*** INPUT

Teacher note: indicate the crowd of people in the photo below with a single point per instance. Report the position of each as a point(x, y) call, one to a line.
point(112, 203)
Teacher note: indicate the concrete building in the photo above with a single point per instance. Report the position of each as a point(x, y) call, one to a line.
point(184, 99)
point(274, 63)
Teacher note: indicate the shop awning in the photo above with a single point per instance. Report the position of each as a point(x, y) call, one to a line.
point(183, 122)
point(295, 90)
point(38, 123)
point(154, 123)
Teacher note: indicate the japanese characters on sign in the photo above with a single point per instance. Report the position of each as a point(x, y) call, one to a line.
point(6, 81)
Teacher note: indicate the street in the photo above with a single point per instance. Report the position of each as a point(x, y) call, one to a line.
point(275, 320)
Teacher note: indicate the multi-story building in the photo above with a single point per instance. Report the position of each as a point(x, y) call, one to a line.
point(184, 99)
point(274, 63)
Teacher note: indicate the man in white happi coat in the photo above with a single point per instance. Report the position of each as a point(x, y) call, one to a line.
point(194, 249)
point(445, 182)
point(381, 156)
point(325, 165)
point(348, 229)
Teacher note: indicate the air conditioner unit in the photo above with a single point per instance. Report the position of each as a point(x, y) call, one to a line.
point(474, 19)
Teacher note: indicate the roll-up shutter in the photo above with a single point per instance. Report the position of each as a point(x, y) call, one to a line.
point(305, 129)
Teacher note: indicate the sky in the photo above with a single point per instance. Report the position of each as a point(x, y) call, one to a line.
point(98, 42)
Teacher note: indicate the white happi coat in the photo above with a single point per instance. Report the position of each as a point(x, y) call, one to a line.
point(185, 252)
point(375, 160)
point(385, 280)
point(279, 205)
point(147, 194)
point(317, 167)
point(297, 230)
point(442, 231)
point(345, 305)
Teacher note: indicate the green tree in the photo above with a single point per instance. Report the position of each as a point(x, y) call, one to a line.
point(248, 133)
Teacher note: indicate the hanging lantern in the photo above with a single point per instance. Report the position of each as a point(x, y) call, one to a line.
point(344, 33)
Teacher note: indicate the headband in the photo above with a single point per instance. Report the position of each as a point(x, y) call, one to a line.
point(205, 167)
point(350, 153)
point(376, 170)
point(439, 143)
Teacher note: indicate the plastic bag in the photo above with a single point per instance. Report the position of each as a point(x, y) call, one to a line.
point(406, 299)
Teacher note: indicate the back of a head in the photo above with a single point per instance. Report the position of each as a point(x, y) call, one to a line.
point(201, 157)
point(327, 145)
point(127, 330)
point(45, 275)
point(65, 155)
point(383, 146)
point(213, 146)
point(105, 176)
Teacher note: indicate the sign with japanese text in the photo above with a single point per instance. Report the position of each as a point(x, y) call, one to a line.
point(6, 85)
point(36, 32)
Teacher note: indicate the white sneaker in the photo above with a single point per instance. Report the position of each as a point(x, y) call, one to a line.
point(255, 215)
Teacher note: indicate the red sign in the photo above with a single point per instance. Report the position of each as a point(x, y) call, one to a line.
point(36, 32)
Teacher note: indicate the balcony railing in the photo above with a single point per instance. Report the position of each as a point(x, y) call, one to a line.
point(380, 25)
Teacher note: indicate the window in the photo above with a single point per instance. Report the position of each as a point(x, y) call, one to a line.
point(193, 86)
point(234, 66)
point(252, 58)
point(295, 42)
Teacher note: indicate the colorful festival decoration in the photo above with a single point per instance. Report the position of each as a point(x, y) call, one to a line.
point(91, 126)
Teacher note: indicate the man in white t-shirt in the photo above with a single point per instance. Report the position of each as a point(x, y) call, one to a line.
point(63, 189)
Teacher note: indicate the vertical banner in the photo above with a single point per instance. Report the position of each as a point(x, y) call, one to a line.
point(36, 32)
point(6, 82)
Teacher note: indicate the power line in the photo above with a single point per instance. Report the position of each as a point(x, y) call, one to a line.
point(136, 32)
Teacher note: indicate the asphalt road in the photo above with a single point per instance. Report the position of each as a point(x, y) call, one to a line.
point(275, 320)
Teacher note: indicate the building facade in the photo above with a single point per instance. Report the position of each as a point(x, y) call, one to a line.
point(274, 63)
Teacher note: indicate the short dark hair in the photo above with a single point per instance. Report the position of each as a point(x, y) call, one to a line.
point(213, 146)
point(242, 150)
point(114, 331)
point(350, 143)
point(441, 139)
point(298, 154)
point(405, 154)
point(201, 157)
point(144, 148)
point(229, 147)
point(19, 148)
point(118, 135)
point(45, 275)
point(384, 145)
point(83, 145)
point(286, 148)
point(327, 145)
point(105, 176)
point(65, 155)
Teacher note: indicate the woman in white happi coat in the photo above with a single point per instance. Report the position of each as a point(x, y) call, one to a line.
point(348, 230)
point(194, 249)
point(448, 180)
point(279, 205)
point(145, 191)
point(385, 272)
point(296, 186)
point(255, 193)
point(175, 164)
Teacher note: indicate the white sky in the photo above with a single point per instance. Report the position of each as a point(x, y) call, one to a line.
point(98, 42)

******

TASK:
Copy out the data above, word for word.

OUTPUT:
Teacher note: indicate the crowd of people in the photo below with a single point per instance. Report the position of each as a point(x, y) call, one to a line.
point(112, 203)
Teacher note: indicate the concrete building in the photo above with a single point per instance. Report the position of each as a point(x, y) call, one to a line.
point(184, 99)
point(274, 63)
Teacher note: indicate the shop awning in the photo above with a single point per instance. Report the position of each as a point(x, y) call, one to a line.
point(183, 122)
point(295, 90)
point(38, 123)
point(154, 123)
Teacher note: indicate the japanese characters on sign in the photo above with a single point per instance. Report the position of each as a point(x, y) call, one to a line.
point(6, 81)
Teacher note: indicate the street in the photo above with a single point per instance. Report the position of each as a point(x, y) call, one to a line.
point(275, 320)
Teacher note: indicate the multi-story building in the photo above with a single point per instance. Report the position of each as a point(x, y) call, one to a line.
point(184, 99)
point(274, 63)
Teacher note: indicate the man in white happi coat in the photo above with a single point per instance. Report the position of each as a point(x, y) call, one to a line.
point(194, 249)
point(445, 182)
point(381, 156)
point(325, 165)
point(348, 229)
Teacher note: indicate the air conditioner unit in the photo above with a single point per instance. Report the position of each as a point(x, y) call, one to a line.
point(474, 19)
Teacher note: indicate the roll-up shutter in the photo above with a single point per instance. Report the position of each as a point(x, y) call, one to a line.
point(305, 129)
Teacher note: indicate the sky in the photo above with a single point per instance. Report the position of each as a point(x, y) call, one to a line.
point(98, 42)
Teacher note: indicate the white happi coat in the photo above with a single point per instance. Report the position of each as a point(x, y) call, one to a line.
point(185, 252)
point(375, 160)
point(385, 280)
point(279, 205)
point(147, 194)
point(317, 167)
point(297, 230)
point(442, 231)
point(345, 305)
Teacher note: indicate the green tree in the photo above with a single point per instance. Report the position of each as a point(x, y) call, one to a line.
point(248, 133)
Teacher note: indicate the hanging lantern in the photo above with a single point per instance. Report the position of each as a point(x, y) call, one to a line.
point(344, 33)
Teacher note: indicate the headband in the photo above with a single point per instance. Report the position of each as a point(x, y) call, one to a line.
point(205, 167)
point(350, 153)
point(376, 170)
point(439, 143)
Teacher note: indicate the plastic bag in the photo above with a single point per instance. Report the position of each as a point(x, y) call, one to a line.
point(406, 299)
Teacher note: indicate the back of a head in the photo above with a single point per instance. Report the position of each as a point(x, y) call, one to a line.
point(201, 157)
point(327, 145)
point(127, 330)
point(45, 275)
point(65, 155)
point(383, 146)
point(213, 146)
point(105, 176)
Teacher note: indicate the sign with japanese text in the photo above with a single point per instance. Report the position of each as a point(x, y) call, one to a line.
point(6, 85)
point(36, 32)
Teacher note: indicate the white sneaker in the photo above with a single point per instance. Report the position of each as a point(x, y) call, one to a line.
point(255, 215)
Teacher note: indicate the red sign in the photo above with a single point per instance. Report the position of each as a point(x, y) call, one to a line.
point(36, 32)
Teacher note: indicate the balcony railing in the photo above with a single point per instance. Report the position of each as a point(x, y) call, one to a line.
point(380, 25)
Teacher note: indicate the window in the photo above with a single point per instance. Report the position of each as a point(x, y) call, one to a line.
point(193, 86)
point(234, 66)
point(252, 58)
point(295, 42)
Teacher note: indicate the colorful festival decoration in the photo above with a single point per instance. Report the position of each as a point(x, y) call, one to a line.
point(91, 126)
Teacher note: indicate the man in white t-shirt in the photo above with a single point per instance. Report the position of each as a point(x, y) call, one to a line.
point(63, 189)
Teacher note: indicate the vertical banner in the photo above with a single point per instance. Report the position of each as a point(x, y) call, one to a line.
point(36, 32)
point(6, 82)
Teacher note: indicate the power line in the photo above with a single point per instance. Report the position of each as a point(x, y) call, one to a line.
point(136, 32)
Teacher note: indicate the asphalt road in the photo above with a single point per instance. Report the position of each as a point(x, y) call, one to a line.
point(275, 320)
Teacher note: indicate the building facade in the photo above with a single point per instance. Report the position of each as a point(x, y) call, one to a line.
point(274, 63)
Teacher note: indicate the short dark hair in the photo above with a single point per instance. Report the position of each as a point(x, y) call, one to a line.
point(213, 146)
point(242, 150)
point(114, 331)
point(350, 143)
point(441, 139)
point(298, 154)
point(405, 154)
point(201, 157)
point(144, 148)
point(229, 147)
point(19, 148)
point(118, 135)
point(45, 275)
point(384, 145)
point(83, 145)
point(286, 148)
point(327, 145)
point(105, 176)
point(65, 155)
Teacher note: indicate the woman in white happi coat in the photo above with a single point per instance. Report the position of each as a point(x, y) call, one to a line.
point(348, 230)
point(194, 249)
point(448, 180)
point(279, 205)
point(145, 191)
point(385, 272)
point(296, 186)
point(255, 193)
point(175, 164)
Teacher note: indicate the white sky in the photo above with a single point per instance. Report the position of each as a point(x, y) call, one to a line.
point(98, 42)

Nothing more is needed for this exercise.